Coordinate labeling data:
* * *

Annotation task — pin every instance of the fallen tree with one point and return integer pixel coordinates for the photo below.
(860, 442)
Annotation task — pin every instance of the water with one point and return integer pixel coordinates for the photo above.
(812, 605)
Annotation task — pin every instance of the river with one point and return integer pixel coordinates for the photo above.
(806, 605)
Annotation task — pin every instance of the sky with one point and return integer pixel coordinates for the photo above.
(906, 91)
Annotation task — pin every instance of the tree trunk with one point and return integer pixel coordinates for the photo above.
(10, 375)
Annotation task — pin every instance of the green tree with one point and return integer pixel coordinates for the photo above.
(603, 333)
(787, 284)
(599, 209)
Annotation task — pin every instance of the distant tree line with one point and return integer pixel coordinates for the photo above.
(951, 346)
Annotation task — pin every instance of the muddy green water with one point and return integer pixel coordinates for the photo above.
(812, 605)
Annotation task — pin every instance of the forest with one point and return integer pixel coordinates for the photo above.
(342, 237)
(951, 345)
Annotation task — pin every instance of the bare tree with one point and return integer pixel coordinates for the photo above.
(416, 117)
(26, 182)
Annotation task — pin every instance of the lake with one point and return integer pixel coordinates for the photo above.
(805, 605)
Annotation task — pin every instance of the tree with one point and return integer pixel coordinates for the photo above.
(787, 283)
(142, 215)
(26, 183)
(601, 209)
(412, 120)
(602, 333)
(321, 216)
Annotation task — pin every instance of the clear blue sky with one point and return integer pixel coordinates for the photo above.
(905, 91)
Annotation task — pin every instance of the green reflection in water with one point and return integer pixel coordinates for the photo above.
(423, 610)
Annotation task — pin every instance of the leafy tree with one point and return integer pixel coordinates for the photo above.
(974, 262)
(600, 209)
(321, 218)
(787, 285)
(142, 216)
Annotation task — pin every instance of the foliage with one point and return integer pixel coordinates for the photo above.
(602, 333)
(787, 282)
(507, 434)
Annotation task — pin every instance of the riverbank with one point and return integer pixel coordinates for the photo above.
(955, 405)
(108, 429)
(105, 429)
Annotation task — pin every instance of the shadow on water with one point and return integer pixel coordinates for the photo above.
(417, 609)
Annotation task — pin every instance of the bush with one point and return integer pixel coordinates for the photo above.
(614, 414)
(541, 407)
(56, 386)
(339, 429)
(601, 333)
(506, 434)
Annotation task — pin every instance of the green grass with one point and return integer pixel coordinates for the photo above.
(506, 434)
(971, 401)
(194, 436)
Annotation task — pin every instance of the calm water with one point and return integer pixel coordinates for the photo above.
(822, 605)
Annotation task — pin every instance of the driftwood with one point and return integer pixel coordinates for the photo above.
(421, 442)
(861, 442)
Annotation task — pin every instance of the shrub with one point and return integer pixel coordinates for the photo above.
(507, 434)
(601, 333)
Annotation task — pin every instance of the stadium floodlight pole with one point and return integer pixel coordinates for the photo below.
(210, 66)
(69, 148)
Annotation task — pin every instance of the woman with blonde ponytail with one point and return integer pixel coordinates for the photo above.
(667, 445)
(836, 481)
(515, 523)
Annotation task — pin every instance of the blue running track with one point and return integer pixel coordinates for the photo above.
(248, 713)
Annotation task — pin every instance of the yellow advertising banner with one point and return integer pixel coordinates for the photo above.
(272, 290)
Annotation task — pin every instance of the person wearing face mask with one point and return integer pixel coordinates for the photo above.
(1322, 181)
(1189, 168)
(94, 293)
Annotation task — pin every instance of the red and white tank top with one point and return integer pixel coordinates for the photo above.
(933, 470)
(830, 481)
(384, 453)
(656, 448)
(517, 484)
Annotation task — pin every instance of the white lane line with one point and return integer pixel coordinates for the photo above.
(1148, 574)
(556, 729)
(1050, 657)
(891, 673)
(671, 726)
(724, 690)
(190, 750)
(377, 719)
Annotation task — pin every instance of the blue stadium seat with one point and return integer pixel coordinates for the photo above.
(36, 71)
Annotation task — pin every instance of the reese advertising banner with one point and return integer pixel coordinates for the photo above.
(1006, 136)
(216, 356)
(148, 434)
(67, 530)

* * *

Task goal
Copy out the listing above, swapping every "integer pixel coordinates" for "whole-number pixel coordinates" and leaving everything else unchanged.

Exercise output
Annotation task — pin every instance of the fallen tree with one point and return whole-number pixel coordinates for the photo below.
(860, 442)
Annotation task — pin every instance of the water with one point and return whole-number pixel coordinates for the photo above.
(812, 605)
Annotation task — pin every instance of the river with one point and return whole-number pixel coordinates for the photo above.
(806, 605)
Annotation task — pin every instance of the sky with one point and return whole-number pixel coordinates for the photo above.
(906, 91)
Annotation task — pin every instance of the tree trunk with one point and return whole-number pixel coordinates for the photo above.
(10, 375)
Annotation task — pin every instance of the green tree with one point and return whole-number pixel coordinates for the photo above.
(603, 333)
(787, 284)
(599, 209)
Annotation task — pin every instance of the distant tree line with one point and return whole-number pixel coordinates for the photo above.
(951, 346)
Annotation task — pin every instance of the muddy green water with one point and return whole-number pixel coordinates for the photo above.
(812, 605)
Annotation task — pin every instance of the forest with one point and return whole-number pixel coordinates for the photo above.
(342, 237)
(951, 345)
Annotation task — pin every instance of the bare tree with one point and return whole-number pixel coordinates for the photo above.
(416, 117)
(26, 182)
Annotation task — pin every instance of the lake with one point and return whole-number pixel coordinates for the photo above.
(805, 605)
Annotation task — pin every instance of the tree with one point and return whole-number pixel coordinates for the photo above.
(787, 283)
(142, 215)
(26, 183)
(601, 209)
(412, 120)
(602, 333)
(321, 216)
Annotation task — pin every instance of the clear blue sky with one point and return whole-number pixel coordinates for the photo above.
(905, 91)
Annotation task — pin every instance of the green reflection in water with one point and return whole-number pixel coordinates for the photo above.
(423, 610)
Annotation task — pin every instance of the leafy tree with one point and return whole-number pixel coordinates for the photo above.
(974, 262)
(600, 209)
(321, 218)
(787, 285)
(142, 216)
Annotation task — pin every instance of the foliage with one point and return whole-number pixel coordinates for the photo above.
(602, 333)
(787, 282)
(507, 434)
Annotation task — pin every instance of the riverbank with one point and return whole-number pixel coordinates for the photo above.
(955, 405)
(108, 429)
(105, 429)
Annotation task — pin every instance of the shadow on water with one point and return whole-number pixel coordinates for the photo above.
(417, 609)
Annotation task — pin every instance of the bush with one point and return whole-number pixel coordinates for the photo above.
(614, 414)
(541, 407)
(56, 386)
(339, 429)
(601, 333)
(506, 434)
Annotation task — pin every instance of the green grass with one point and return whole-number pixel coordinates for the photo above.
(506, 434)
(971, 401)
(194, 436)
Annotation task — pin every instance of the calm water with one point and return whole-number pixel coordinates for the photo above.
(822, 605)
Annotation task — pin every instance of the driftwood with one point and return whole-number pixel coordinates for the photo above.
(421, 442)
(861, 442)
Annotation task — pin every instance of the shrub with one point and return whole-number pixel coordinates for the photo above.
(507, 434)
(601, 333)
Annotation task — pin every instance of the stadium floodlight pole with one point and return whole-number pixel coordinates for the photo below.
(210, 66)
(69, 148)
Annotation task — pin every instance of the woman with blonde ponytail with one point and return whole-number pixel coordinates for the photo above.
(667, 445)
(836, 481)
(515, 523)
Annotation task — pin every instance of the blue running track with one point and return whole-number pixel coordinates for the photo above.
(248, 713)
Annotation task — pin every instance of the yellow advertising banner with one point and return whole-number pixel coordinates for the photo above.
(272, 290)
Annotation task — pin every instance of the person wearing face mask with one point and return whole-number pixel coordinates for the photo above.
(1322, 181)
(1189, 168)
(94, 293)
Annotation task — pin every instance of the red and white tank top with one point and return whole-number pixel coordinates for the photo above.
(933, 470)
(830, 481)
(384, 453)
(656, 448)
(517, 484)
Annotation task — pin every instance of the white lane line with one point and return whole-number pixel coordinates for the photo above.
(1148, 574)
(556, 729)
(1050, 657)
(891, 673)
(671, 726)
(724, 690)
(190, 750)
(377, 719)
Annotation task — pin every instance of the blue stadium seat with one point and return whole-number pixel coordinates for the photo above.
(36, 71)
Annotation task — pin every instance of the reese advertising banner with one point and return whole-number pixel coordinates for the photo above.
(1006, 136)
(216, 356)
(148, 434)
(67, 530)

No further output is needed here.